TASK TO COMPLETE — The required output is the full listing below, reproduced word for word.

PROVIDED MATERIAL —
-- -- --
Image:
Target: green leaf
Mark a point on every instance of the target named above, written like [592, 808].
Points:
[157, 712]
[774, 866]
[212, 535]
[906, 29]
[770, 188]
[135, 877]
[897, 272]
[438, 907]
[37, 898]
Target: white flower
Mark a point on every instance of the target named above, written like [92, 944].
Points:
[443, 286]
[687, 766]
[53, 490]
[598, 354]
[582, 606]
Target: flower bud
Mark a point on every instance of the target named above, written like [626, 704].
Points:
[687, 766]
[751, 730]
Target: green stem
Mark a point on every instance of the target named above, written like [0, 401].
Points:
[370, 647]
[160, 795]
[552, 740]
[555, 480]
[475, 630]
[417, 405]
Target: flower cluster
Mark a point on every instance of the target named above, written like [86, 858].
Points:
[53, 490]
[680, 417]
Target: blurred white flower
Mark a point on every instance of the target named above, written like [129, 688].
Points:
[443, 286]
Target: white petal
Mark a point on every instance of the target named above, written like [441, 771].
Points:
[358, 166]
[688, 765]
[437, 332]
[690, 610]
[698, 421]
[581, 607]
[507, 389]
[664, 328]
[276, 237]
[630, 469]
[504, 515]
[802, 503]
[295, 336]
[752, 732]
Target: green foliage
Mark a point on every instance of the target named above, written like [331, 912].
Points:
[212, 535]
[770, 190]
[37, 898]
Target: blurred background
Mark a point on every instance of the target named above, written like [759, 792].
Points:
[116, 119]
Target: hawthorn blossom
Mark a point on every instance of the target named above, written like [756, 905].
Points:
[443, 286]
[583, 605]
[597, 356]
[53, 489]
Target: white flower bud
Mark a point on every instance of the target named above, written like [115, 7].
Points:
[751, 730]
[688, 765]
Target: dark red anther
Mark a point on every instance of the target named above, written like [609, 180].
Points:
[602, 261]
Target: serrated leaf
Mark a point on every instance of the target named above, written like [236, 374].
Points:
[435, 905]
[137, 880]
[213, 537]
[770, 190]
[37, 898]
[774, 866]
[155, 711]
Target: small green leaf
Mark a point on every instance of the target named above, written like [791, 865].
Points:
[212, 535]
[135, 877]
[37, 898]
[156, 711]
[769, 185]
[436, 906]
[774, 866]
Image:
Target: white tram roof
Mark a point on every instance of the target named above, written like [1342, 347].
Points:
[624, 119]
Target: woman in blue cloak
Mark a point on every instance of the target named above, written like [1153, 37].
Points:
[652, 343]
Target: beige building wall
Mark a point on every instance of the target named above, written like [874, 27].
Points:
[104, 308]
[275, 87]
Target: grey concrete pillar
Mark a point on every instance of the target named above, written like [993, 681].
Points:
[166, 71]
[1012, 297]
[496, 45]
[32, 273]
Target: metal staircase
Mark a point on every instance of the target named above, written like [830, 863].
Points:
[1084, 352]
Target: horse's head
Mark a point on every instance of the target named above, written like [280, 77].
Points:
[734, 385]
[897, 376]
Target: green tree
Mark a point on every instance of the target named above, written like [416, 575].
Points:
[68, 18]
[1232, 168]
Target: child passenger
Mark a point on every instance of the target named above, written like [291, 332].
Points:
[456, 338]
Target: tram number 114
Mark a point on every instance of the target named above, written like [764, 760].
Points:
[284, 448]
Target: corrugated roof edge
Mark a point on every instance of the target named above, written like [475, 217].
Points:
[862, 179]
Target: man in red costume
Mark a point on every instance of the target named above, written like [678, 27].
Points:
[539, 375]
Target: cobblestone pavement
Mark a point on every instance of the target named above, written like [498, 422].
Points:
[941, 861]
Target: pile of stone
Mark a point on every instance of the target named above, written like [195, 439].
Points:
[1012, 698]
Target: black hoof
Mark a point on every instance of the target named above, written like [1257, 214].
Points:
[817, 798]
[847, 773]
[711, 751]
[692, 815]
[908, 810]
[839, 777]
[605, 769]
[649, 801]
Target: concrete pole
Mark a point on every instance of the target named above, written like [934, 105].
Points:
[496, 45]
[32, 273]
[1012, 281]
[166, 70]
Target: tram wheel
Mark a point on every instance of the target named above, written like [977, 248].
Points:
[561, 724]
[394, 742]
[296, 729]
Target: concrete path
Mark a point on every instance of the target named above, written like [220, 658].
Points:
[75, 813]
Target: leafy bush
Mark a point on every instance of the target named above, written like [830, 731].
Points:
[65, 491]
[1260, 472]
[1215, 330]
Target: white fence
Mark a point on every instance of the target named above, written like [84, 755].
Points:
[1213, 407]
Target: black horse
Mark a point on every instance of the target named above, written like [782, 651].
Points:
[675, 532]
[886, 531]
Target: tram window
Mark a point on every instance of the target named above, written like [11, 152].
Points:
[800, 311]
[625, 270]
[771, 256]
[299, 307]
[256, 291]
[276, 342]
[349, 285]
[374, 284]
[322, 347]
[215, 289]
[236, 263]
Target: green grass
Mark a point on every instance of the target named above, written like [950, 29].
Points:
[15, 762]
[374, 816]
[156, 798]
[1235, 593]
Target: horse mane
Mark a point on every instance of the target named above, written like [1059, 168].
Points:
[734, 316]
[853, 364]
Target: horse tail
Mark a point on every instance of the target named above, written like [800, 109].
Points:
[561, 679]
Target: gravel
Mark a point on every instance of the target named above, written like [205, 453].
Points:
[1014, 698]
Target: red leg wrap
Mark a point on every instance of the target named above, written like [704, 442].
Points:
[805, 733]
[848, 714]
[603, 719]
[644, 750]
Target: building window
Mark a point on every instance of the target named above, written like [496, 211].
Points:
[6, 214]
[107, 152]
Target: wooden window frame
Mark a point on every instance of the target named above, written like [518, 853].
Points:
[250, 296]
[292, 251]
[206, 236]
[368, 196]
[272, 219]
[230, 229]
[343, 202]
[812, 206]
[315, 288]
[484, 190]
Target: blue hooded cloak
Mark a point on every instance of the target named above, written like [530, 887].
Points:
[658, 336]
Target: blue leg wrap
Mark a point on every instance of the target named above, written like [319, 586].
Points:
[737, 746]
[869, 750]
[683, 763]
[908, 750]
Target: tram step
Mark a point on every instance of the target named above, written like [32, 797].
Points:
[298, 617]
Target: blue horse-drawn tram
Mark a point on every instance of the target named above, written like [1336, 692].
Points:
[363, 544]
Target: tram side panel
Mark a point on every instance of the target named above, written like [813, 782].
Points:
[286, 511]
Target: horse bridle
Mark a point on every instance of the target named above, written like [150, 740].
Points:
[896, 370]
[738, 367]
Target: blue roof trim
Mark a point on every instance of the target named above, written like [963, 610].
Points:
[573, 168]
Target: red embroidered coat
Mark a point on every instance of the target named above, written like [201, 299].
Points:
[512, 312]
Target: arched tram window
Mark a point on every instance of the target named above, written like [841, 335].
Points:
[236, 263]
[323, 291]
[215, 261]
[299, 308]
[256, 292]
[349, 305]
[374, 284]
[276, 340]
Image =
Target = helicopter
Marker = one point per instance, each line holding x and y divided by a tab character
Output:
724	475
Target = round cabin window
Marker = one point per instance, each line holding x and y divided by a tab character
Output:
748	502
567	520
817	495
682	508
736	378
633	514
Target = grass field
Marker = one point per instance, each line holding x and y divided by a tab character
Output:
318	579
-- -- --
YOUR RESPONSE —
Image:
Target: green leaf
Mark a point on every instance of the target named above, written like [592, 808].
Points:
[157, 712]
[774, 866]
[212, 535]
[906, 29]
[770, 188]
[135, 877]
[897, 272]
[438, 907]
[37, 898]
Target: white flower
Mark a point on every instance of the target named above, written like [92, 944].
Points:
[443, 286]
[687, 766]
[53, 490]
[598, 354]
[582, 606]
Target: flower bud
Mark a point on every instance of the target named above, written like [626, 704].
Points:
[687, 766]
[751, 730]
Target: green stem
Mark a point on every instance of the target named above, written like [0, 401].
Points:
[370, 647]
[160, 795]
[552, 740]
[555, 480]
[475, 630]
[417, 405]
Target: flower cluster
Mark a point on every instance of the target named above, written like [86, 858].
Points:
[53, 490]
[680, 417]
Target: blurred white flower
Mark a point on every instance of the target named above, written like [129, 688].
Points:
[443, 286]
Target: white petal
Mark a point on every instance of the target named above, written like [441, 771].
Points:
[358, 166]
[688, 765]
[437, 332]
[690, 610]
[698, 421]
[581, 607]
[507, 389]
[664, 328]
[276, 237]
[630, 469]
[504, 515]
[802, 503]
[295, 336]
[752, 732]
Target: green foliage
Mark a point on every instance of the target named above, written like [331, 912].
Points:
[212, 535]
[770, 190]
[37, 898]
Target: blurred background
Mark a point on every instance of the target named above, written like [759, 792].
Points:
[116, 119]
Target: hawthorn blossom
Mark a point on every instance of the target named above, written like [756, 905].
Points:
[443, 286]
[583, 605]
[597, 356]
[53, 489]
Target: white flower bud
Mark a point on every instance of the target named above, written like [115, 7].
Points:
[751, 730]
[688, 765]
Target: dark red anther
Mark a point on every instance of the target named above, written like [609, 180].
Points:
[602, 261]
Target: serrated leaf
Mark a point on every instance of the target named above, written like [236, 374].
Points:
[435, 905]
[137, 880]
[213, 537]
[770, 190]
[37, 898]
[774, 866]
[155, 711]
Target: small green leaf
Mark a point on every instance of the target named above, written like [791, 865].
Points:
[212, 535]
[135, 877]
[37, 898]
[156, 711]
[769, 185]
[436, 906]
[774, 866]
Image:
Target: white tram roof
Mark a point on every instance of the target named above, written like [1342, 347].
Points:
[624, 119]
Target: woman in blue cloak
Mark a point on every instance of the target named above, written like [1153, 37].
Points:
[652, 343]
Target: beige building wall
Mark a point on every instance of the target named above, written like [874, 27].
Points:
[104, 308]
[275, 87]
Target: grey concrete pillar
Mark a point on every instance of the target named above, written like [993, 681].
Points:
[166, 71]
[1012, 297]
[496, 45]
[32, 273]
Target: metal staircase
Mark a point on every instance of the target named above, written like [830, 863].
Points:
[1084, 352]
Target: horse's head
Mark a point on every instance of the target named above, written like [280, 77].
Points:
[734, 385]
[897, 376]
Target: green tree
Mark a point on every instance of the target named above, written like [416, 575].
Points:
[68, 18]
[1232, 168]
Target: child passenger
Mark a point on every instance of the target named above, written like [291, 332].
Points:
[456, 338]
Target: tram number 114
Mark a point on every instance of the target named above, written like [764, 760].
Points:
[284, 448]
Target: corrugated roof edge
Mark a point on every instance of the target named above, written like [475, 217].
Points:
[862, 179]
Target: man in red costume
Mark a point on every instance of the target named above, written like [678, 27].
Points:
[539, 375]
Target: cobblestone pavement
Mark a point on every instance of the target named above, written like [498, 422].
Points:
[941, 861]
Target: pile of stone
Mark a point on every instance of the target named above, written like [195, 439].
Points:
[1012, 698]
Target: black hoof
Mark a point on every instance of the target named above, written like [1257, 214].
Points:
[817, 798]
[847, 773]
[711, 751]
[692, 815]
[908, 810]
[839, 777]
[605, 769]
[649, 801]
Target: concrete pole
Mark a point on every instance of the target named above, written like [934, 105].
Points:
[496, 45]
[32, 273]
[1012, 281]
[166, 70]
Target: tram wheel
Mark a point on every instance of the target named above, written like [977, 248].
Points:
[561, 724]
[394, 742]
[296, 729]
Target: concrete path
Mark a point on every instance of the target named above, written like [220, 658].
Points:
[75, 813]
Target: leafy bush
Mark a point on every instance of the target named above, written like [830, 731].
Points:
[65, 491]
[1260, 472]
[1215, 330]
Target: white fence
Mark a point on every instance of the target named above, written like [84, 755].
Points:
[1213, 407]
Target: black horse
Mark a point on every instance of the target named above, written like [782, 651].
Points:
[675, 532]
[886, 531]
Target: tram window
Mark a point on every instance of the target named above, written like [11, 152].
Points:
[800, 311]
[625, 270]
[771, 256]
[299, 307]
[256, 291]
[276, 342]
[349, 285]
[374, 284]
[322, 347]
[215, 289]
[236, 263]
Target: green grass
Mark a point on every instance of the target named above, written like [950, 29].
Points:
[15, 762]
[374, 816]
[156, 798]
[1235, 593]
Target: horse mane
Mark a point on every instance of the target named above, written like [1059, 168].
Points:
[734, 316]
[853, 364]
Target: horse tail
Mark a point on every instance of the target named above, written like [800, 109].
Points:
[561, 679]
Target: gravel
Mark a point on every instance of the target named above, written like [205, 453].
Points:
[1014, 698]
Target: red leg wrap
Mark a point on every instance of the target named above, written like [704, 442].
Points:
[805, 733]
[848, 714]
[603, 719]
[644, 750]
Target: building window
Mark a point on every instance of the target named above, written like [496, 211].
Points:
[6, 214]
[107, 152]
Target: wooden window frame
Mark a point on every instance of the target named above, written like [518, 853].
Points:
[250, 296]
[292, 251]
[206, 236]
[368, 196]
[272, 219]
[230, 229]
[343, 202]
[812, 206]
[315, 288]
[484, 190]
Target: blue hooded cloak
Mark a point on every instance of the target named above, written like [530, 887].
Points:
[658, 336]
Target: blue leg wrap
Mark a point on every instance of the target named above, written like [319, 586].
Points:
[737, 746]
[869, 750]
[683, 763]
[908, 750]
Target: tram step
Mark a point on every instance of the target named above, written like [32, 797].
Points:
[298, 617]
Target: blue horse-drawn tram
Mark a point on every instance of the target named above, written like [1336, 692].
Points:
[363, 544]
Target: tram side panel
Mark a point on every instance of the target named above, written like [813, 782].
Points:
[286, 511]
Target: horse bridle
Mark a point on every instance of the target named above, written like [150, 740].
Points:
[896, 370]
[738, 367]
Target: blue roof trim
Mark a point on every instance of the target named above, written like [963, 610].
Points:
[573, 168]
Target: red embroidered coat
Mark a point on every instance of the target named above, written like [201, 299].
Points:
[512, 312]
Target: arched tram window
Mark a point on every instance of the target named above, written like [841, 335].
Points:
[236, 263]
[323, 291]
[215, 261]
[299, 308]
[256, 292]
[349, 305]
[374, 284]
[276, 340]
Image =
Target = helicopter
Marker = one point per instance, each line holding x and y divided by a tab character
Output:
724	475
Target = round cabin window
Marker = one point per instance, each line holding x and y divided by a tab character
Output:
748	502
567	520
817	495
682	508
736	378
633	514
Target = grass field
Marker = one point per instance, each line holding x and y divided by a tab character
Output:
318	579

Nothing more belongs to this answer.